### 文書本文
第1部「図書館の魔女と手の中の言葉」
第2部「地下の羇旅と暗殺者の所在」
高田大介さん『図書館の魔女』1、2巻
長編小説『図書館の魔女』を読みました。ファンタジーだけど、ファンタジーらしからぬ物語でした。
少しだけネタバレあります。
『図書館の魔女』あらすじ
読み始めると止まらない!!
【あらすじ】
ある日キリヒトは、図書館の魔女・マツリカに仕えることになった。「ことば」 を操る彼女は、自分の声を持たない少女だった―。
『図書館の魔女』1、2巻 感想
これは面白い!!すごいです!! かなりのボリュームなんですが、とまらなくなりました。上下巻あわせて¥5000を越えるという分厚さ。
私が読んだのは文庫版です。
4冊で、4巻目は文庫なのに¥1000する・・・。それでも読み始めると厚さは全然気になりませんでした。むしろ最後の方になると読み終わるのがなんだか勿体ないくらい寂しさが湧き上がってきました。
あぁ、終わってしまう・・・と悲しみに暮れて、読み切った満足感を味わいながら、まずは1巻と2巻のレビューです。
言語学者が描く言葉のファンタジー

ジャンルはファンタジーです。
でも魔法とかは出てこなくて、代わりにあるのは言葉、言葉、言葉。ファンタジーだけどファンタジーらしからぬ物語でした。
作者の高田さんは言語学を専攻していた方のようです。どうりで・・・、難しい単語が出てくる出てくる。私はスマホ片手に読み進めました。全部調べていくととてつもなく時間がかかりそうなので、そのニュアンスを想像しながら読みました。
この小説は「言葉」について、どこまでも深く追求しているんです。(それについては、次回のレビューで感じたことを書こうと思っています)

一連の資料:
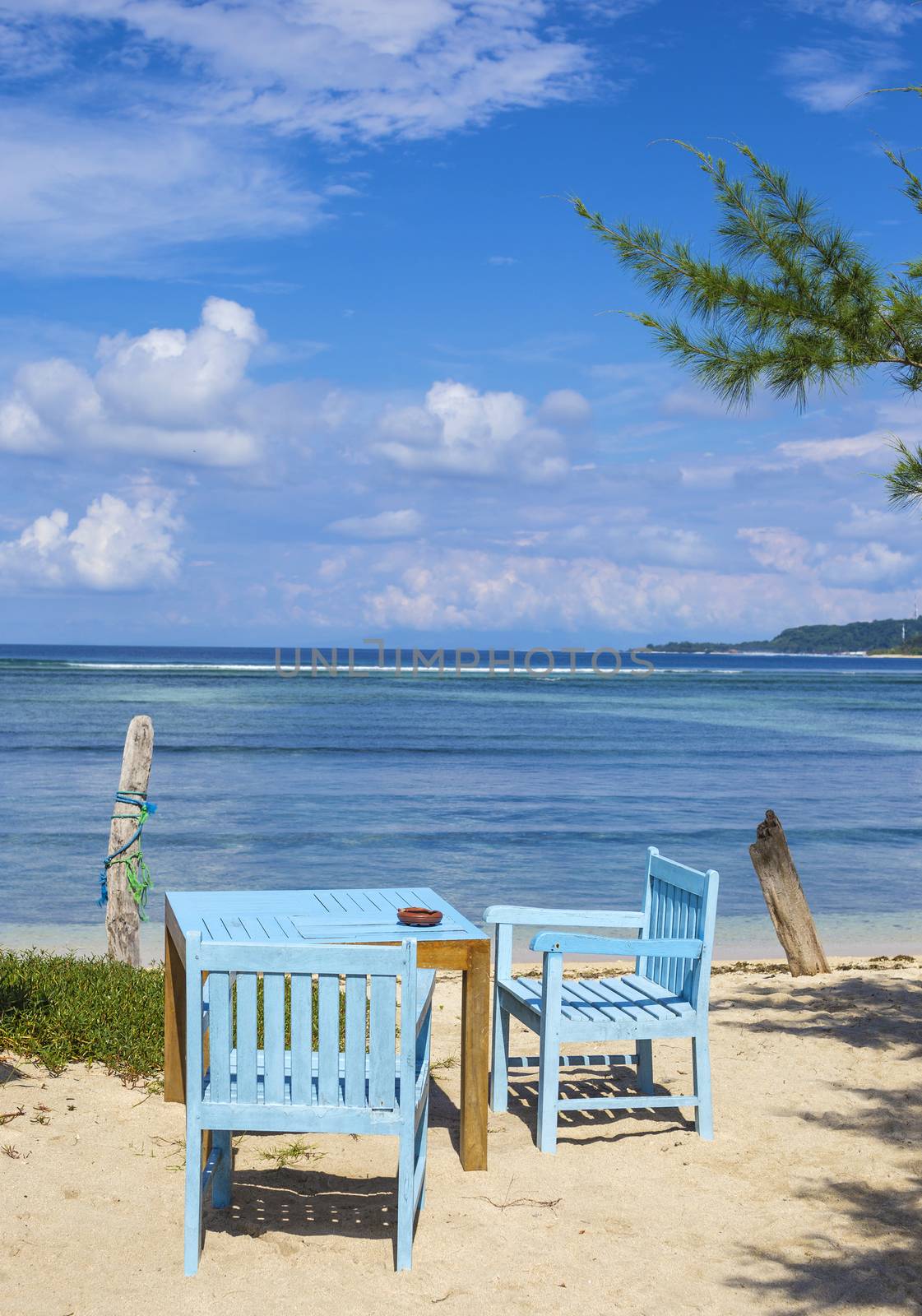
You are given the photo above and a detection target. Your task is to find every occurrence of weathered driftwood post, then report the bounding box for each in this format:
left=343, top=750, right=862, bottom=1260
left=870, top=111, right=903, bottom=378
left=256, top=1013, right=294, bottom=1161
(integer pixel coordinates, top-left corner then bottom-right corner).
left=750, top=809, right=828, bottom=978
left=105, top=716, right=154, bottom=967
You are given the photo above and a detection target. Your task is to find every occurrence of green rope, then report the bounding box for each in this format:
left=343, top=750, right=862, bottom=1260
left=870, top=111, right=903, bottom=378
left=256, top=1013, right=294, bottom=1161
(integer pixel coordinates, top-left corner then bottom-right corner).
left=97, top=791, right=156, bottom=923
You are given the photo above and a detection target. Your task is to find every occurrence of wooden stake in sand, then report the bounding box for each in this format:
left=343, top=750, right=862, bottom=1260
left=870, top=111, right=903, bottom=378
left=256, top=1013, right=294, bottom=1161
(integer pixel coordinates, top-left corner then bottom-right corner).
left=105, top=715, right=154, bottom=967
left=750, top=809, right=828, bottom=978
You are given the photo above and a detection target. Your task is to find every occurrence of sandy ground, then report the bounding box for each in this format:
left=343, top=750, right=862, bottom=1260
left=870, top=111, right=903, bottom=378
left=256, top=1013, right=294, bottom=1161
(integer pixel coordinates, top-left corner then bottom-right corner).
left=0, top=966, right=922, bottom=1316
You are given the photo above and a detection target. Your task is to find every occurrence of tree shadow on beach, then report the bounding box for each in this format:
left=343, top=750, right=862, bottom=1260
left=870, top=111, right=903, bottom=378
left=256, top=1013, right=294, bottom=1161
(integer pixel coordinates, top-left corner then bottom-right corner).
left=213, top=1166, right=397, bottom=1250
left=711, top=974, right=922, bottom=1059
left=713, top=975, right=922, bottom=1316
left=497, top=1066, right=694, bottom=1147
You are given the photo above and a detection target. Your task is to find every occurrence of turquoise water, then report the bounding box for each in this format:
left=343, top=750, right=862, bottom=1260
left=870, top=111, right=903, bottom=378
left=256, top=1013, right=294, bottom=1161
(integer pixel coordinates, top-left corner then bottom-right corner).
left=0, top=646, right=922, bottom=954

---

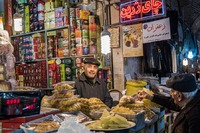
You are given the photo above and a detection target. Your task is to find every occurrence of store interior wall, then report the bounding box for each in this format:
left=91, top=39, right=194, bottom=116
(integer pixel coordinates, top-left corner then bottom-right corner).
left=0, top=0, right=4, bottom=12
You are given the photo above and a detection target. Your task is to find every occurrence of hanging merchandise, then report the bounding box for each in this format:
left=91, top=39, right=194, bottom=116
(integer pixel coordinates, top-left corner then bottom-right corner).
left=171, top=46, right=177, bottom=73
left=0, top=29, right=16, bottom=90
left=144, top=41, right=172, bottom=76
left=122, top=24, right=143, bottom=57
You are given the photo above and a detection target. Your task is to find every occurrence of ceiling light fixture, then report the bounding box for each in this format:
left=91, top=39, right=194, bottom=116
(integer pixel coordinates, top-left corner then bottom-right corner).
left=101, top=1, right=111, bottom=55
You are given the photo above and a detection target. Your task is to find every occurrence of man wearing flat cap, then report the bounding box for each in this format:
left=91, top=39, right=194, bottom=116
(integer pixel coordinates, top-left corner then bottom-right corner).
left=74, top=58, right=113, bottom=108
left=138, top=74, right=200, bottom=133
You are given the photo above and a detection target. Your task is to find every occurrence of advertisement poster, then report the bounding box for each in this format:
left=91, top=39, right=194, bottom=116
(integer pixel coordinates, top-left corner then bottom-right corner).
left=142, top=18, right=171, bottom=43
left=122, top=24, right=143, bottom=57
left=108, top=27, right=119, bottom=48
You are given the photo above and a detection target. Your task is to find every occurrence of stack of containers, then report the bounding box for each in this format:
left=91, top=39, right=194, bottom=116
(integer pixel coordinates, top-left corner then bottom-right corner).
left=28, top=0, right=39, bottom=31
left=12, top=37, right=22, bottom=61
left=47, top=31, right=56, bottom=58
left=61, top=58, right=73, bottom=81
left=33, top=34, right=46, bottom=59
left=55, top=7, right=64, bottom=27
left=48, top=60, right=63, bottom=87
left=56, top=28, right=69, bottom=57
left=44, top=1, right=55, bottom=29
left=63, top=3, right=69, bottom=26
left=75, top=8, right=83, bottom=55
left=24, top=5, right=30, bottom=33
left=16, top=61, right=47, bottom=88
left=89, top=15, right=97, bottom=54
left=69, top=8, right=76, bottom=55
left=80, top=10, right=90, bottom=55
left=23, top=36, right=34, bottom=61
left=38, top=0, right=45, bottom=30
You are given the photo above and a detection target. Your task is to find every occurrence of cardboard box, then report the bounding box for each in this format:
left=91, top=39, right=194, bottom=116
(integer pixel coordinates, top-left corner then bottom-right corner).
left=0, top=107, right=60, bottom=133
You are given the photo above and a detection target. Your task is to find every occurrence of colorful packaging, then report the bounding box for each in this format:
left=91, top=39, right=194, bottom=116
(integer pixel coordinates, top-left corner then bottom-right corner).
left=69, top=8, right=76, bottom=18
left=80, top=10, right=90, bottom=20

* * *

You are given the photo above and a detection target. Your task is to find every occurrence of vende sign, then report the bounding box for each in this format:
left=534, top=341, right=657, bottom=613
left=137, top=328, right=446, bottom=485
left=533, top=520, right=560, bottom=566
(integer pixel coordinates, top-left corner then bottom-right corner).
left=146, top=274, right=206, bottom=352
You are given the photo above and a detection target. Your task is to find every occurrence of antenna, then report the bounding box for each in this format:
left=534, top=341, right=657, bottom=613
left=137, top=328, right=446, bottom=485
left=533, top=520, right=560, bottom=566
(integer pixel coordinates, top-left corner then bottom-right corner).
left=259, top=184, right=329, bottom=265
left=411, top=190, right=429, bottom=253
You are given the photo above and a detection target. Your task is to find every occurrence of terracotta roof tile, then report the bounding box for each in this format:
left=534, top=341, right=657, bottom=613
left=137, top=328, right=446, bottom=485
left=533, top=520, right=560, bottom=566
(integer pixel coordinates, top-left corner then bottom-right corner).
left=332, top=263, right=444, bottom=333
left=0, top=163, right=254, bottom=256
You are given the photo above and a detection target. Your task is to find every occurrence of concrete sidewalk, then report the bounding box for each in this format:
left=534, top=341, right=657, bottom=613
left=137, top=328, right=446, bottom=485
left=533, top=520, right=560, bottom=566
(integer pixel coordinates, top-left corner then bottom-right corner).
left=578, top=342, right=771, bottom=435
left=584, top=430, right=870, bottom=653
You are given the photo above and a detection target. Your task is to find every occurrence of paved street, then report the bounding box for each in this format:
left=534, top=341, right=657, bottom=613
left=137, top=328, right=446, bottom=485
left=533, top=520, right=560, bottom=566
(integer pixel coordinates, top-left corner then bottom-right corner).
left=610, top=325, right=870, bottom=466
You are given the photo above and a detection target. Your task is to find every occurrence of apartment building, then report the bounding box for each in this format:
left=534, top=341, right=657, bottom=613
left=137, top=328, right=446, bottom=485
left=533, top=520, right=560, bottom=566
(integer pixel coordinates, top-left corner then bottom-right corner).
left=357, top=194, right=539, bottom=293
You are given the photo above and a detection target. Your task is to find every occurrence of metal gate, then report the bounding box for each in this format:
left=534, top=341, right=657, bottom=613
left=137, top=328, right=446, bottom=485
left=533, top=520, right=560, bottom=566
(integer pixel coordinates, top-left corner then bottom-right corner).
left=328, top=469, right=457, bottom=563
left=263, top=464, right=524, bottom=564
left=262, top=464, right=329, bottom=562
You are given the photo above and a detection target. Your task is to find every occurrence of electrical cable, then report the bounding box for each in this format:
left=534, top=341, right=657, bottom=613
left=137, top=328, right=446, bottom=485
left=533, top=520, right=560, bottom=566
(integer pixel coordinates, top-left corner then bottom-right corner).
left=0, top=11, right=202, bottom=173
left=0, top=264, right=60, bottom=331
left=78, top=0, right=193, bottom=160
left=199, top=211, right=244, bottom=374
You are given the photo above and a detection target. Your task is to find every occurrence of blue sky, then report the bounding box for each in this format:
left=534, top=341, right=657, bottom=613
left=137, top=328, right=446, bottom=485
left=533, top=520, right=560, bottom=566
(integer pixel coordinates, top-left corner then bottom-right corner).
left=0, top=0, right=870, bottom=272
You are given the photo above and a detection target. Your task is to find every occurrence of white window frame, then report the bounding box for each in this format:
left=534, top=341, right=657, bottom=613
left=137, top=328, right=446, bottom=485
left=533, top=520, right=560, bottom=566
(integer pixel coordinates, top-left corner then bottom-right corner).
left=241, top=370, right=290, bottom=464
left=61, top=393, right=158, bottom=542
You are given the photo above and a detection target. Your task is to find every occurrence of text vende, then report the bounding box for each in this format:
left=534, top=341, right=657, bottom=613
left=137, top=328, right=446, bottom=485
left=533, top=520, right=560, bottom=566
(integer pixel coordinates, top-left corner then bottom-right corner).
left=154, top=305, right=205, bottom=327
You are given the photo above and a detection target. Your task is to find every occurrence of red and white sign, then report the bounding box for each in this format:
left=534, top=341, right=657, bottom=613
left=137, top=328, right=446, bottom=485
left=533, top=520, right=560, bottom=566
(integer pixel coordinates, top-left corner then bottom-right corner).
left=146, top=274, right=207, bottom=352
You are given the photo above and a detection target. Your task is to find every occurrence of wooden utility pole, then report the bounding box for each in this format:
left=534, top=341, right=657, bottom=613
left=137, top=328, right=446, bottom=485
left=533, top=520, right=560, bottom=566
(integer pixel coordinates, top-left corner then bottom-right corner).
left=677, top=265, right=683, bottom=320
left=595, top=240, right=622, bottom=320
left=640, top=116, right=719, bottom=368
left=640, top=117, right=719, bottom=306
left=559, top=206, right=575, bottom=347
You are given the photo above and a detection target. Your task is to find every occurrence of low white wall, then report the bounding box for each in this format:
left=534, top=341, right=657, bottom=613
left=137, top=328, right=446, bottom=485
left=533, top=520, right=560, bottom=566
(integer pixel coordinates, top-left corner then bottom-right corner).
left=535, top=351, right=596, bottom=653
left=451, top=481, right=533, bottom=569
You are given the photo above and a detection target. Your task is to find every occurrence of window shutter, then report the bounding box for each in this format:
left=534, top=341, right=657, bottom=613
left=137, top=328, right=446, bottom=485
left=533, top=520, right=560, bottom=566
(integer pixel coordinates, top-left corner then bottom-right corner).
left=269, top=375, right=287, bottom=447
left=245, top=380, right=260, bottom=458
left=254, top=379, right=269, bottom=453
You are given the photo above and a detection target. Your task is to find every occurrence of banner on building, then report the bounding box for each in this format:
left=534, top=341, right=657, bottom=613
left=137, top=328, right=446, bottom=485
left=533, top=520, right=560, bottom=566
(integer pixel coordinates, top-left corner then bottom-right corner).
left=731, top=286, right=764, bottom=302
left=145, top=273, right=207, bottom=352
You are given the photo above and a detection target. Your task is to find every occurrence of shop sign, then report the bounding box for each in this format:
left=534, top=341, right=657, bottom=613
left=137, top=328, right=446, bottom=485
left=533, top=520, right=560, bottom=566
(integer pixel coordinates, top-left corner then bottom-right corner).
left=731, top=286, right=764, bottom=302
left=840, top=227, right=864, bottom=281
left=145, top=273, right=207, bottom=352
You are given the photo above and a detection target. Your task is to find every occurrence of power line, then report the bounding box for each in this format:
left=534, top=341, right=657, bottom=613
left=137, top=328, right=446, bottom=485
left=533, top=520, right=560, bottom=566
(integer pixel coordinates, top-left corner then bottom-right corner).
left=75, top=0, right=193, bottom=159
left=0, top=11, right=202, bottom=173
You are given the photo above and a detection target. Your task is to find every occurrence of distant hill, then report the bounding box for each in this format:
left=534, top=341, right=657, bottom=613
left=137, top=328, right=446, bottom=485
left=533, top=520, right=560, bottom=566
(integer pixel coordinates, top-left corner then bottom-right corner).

### 課題一覧
1. 『図書館の魔女』の感想記事について、次の問いに答えよ。
(a) 筆者が読んだのは何版か。
(b) 4巻目の値段はいくらか。
(c) 作者の高田さんは何を専攻していた人だと書かれているか。
2. 『図書館の魔女』の感想記事から、「第1部「図書館の魔女と手の中の言葉」」を含む語句で始め、「しさが湧き上がってきました。」の後で止めて、その部分をそのまま引用してください。
3. 『図書館の魔女』の感想記事を、末尾の文の後から書き継げ。
資料は本文とは無関係である。

### 課題ごとの結果
1.
(a) 文庫版
(b) ¥1000
(c) 言語学

2.
第1部「図書館の魔女と手の中の言葉」
第2部「地下の羇旅と暗殺者の所在」
高田大介さん『図書館の魔女』1、2巻
長編小説『図書館の魔女』を読みました。ファンタジーだけど、ファンタジーらしからぬ物語でした。
少しだけネタバレあります。
『図書館の魔女』あらすじ
読み始めると止まらない!!
【あらすじ】
ある日キリヒトは、図書館の魔女・マツリカに仕えることになった。「ことば」 を操る彼女は、自分の声を持たない少女だった―。
『図書館の魔女』1、2巻 感想
これは面白い!!すごいです!! かなりのボリュームなんですが、とまらなくなりました。上下巻あわせて¥5000を越えるという分厚さ。
私が読んだのは文庫版です。
4冊で、4巻目は文庫なのに¥1000する・・・。それでも読み始めると厚さは全然気になりませんでした。むしろ最後の方になると読み終わるのがなんだか勿体ないくらい寂しさが湧き上がってきました。

3.
世界の縮図
山育ちの少年・キリヒトは、高い塔の魔女・マツリカの元に仕えます。この少年がちょっと不思議で愛着の持てるキャラなんです。
舞台が一ノ谷の高い塔 (図書館) なのも、本好きの私としては魅力に感じます。マツリカという少女の膨大な知識と、頭の回転の良さ。読みながらに圧倒されました。
図書館こそ世界の縮図。
魔女が奏でる手話と指話

テーマは言葉
本書は「ことば」がテーマの物語なのですが、マツリカは声を持ちません。「伝える」手段は、手話と指話でした。
手話はわかるけど指話は初めて聞く言葉です。その文字の通り指と指で話すことなんです。触れることによって伝える言葉。
手を繋いで相手を見なくても会話ができる。すごいですね。
そこから2人が手を繋いで「話す」シーンが度々でてきます。マツリカとキリヒトの心がほぐれてきて、想像するととても微笑ましい。ほのぼのしてしまいました。
少年の正体

前半は和やかに、でもマツリカの慧眼に驚かされながら進んでいきます。
2人の他にも高い塔にはハルカゼとキリンという司書がいます。彼女たちも優秀な人物で良いキャラでした。
ほかの人のレビューをいくつか読んだのですが、前半よりも中盤以降が一気に面白くなると言ったものが多いようです。私は最初っからハマってしまいました。前半は大きな盛り上がりはないのですが、不思議と読むのを止められません。
特に彼の正体が明かされてからは・・・。
不思議な少年でした。文字が書けないのに図書館付きになり、でも感覚が鋭く微かな音も聞き分けられる。
キリヒトはどうして高い塔の魔女に仕えることになったのか?
2巻目の後半でその理由が明かされます。彼女の命を狙う輩に出くわしたときに、一瞬見せた表情。
キリヒトはうすく笑っていた。それは悲しげな、切ない笑顔だった。
この一文 を私は後から何度も読み返すことになります。彼の気持ちを考えながら。胸がキュッと締め付けられました。そして2巻目の終わりに泣けてきました。
2人の運命。物心ついた時から彼らには使命があって、そう思うと切なくもホロホロとしました。
至福の時間
次回は3巻と4巻のレビューです。
図書館の敵、ミツクビ。そのミツクビが遣わす刺客との対決、二ザマ帝とアルデシュとの会談が描かれていて、ますます面白くなります。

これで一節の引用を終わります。